#### What the exercise asks
From the entries below, pull out and copy each line that contains the word "female".

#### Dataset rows
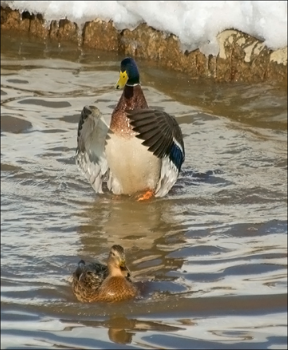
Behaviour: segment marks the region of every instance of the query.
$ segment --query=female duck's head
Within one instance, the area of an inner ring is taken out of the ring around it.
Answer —
[[[125,85],[134,86],[140,83],[139,71],[136,62],[133,58],[127,57],[121,61],[120,77],[115,87],[121,89]]]

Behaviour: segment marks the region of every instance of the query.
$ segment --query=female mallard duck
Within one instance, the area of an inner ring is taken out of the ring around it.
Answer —
[[[108,188],[115,195],[146,191],[139,199],[163,197],[176,182],[185,157],[181,129],[172,116],[148,108],[133,58],[122,61],[115,87],[124,90],[110,127],[96,107],[82,110],[76,163],[97,193],[102,193],[107,173]]]
[[[137,289],[126,266],[124,250],[115,245],[109,253],[107,265],[86,265],[81,260],[73,275],[73,290],[80,301],[119,301],[133,298]]]

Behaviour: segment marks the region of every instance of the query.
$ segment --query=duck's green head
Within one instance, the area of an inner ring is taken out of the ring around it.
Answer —
[[[140,82],[139,72],[136,62],[133,58],[127,57],[121,61],[120,77],[115,87],[121,89],[126,84],[133,86]]]

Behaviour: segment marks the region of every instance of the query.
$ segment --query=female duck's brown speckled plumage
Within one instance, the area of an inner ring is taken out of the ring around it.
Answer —
[[[139,199],[165,196],[176,182],[185,154],[175,118],[149,109],[131,57],[121,63],[116,89],[123,92],[109,127],[99,110],[83,109],[78,126],[76,163],[97,193],[107,186],[115,195],[146,192]]]
[[[129,299],[137,294],[130,276],[124,249],[115,245],[110,250],[107,265],[86,265],[80,260],[73,275],[73,293],[81,301],[112,302]]]

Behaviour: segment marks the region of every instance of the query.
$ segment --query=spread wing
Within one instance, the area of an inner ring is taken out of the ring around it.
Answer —
[[[102,193],[102,181],[108,168],[104,150],[108,129],[97,107],[84,107],[78,124],[76,164],[98,193]]]
[[[162,159],[160,178],[155,196],[165,196],[176,182],[185,159],[181,129],[175,118],[155,109],[135,109],[128,112],[136,137]]]

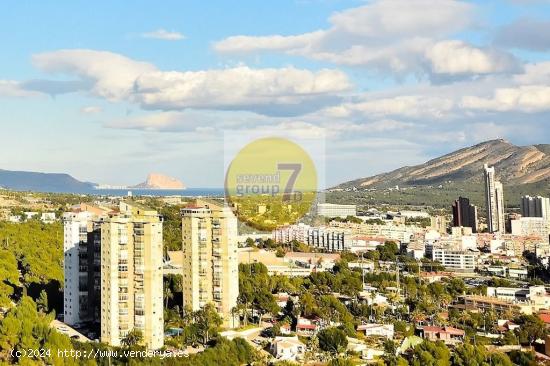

#### Answer to the task
$ segment --query=female duck's head
$ segment --query=female mallard duck
$ segment --query=female duck's brown speckled plumage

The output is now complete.